**Problem**
Pick out every line of the records below that contains the string "positive", matching case exactly, and copy each one unchanged.
──────
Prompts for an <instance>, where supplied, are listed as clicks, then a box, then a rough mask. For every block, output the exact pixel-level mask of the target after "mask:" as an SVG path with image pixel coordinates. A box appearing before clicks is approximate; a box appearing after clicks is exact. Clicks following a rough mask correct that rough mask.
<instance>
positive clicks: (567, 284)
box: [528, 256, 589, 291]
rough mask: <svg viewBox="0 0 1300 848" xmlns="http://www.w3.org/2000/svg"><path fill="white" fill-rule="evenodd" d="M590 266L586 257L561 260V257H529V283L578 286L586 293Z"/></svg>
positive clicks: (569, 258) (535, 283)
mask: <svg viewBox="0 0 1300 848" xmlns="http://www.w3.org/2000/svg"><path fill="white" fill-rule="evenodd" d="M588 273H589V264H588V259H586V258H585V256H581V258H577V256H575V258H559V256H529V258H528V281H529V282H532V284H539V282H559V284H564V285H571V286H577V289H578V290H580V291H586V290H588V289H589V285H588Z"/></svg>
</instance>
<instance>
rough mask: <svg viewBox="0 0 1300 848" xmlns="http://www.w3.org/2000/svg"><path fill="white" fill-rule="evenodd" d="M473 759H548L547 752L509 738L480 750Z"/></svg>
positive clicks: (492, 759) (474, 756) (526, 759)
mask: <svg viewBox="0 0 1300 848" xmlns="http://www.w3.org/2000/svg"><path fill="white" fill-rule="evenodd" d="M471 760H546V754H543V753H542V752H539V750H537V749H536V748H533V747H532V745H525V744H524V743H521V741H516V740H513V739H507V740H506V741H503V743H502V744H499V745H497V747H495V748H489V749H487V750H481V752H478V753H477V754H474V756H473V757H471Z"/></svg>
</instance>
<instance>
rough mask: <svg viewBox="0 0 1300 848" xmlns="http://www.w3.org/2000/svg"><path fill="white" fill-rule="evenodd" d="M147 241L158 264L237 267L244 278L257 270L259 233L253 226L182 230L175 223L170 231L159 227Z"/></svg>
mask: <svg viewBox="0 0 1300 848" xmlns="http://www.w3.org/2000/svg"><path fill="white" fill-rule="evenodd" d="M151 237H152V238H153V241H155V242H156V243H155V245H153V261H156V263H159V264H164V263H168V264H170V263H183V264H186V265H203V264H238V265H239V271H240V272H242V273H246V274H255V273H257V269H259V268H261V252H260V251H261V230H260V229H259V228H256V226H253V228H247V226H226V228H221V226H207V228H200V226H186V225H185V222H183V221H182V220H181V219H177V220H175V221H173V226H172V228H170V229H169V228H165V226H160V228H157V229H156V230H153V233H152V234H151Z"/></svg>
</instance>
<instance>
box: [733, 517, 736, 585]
──────
**Answer space**
positive clicks: (567, 284)
positive clicks: (569, 258) (535, 283)
positive clicks: (492, 759) (474, 756) (526, 759)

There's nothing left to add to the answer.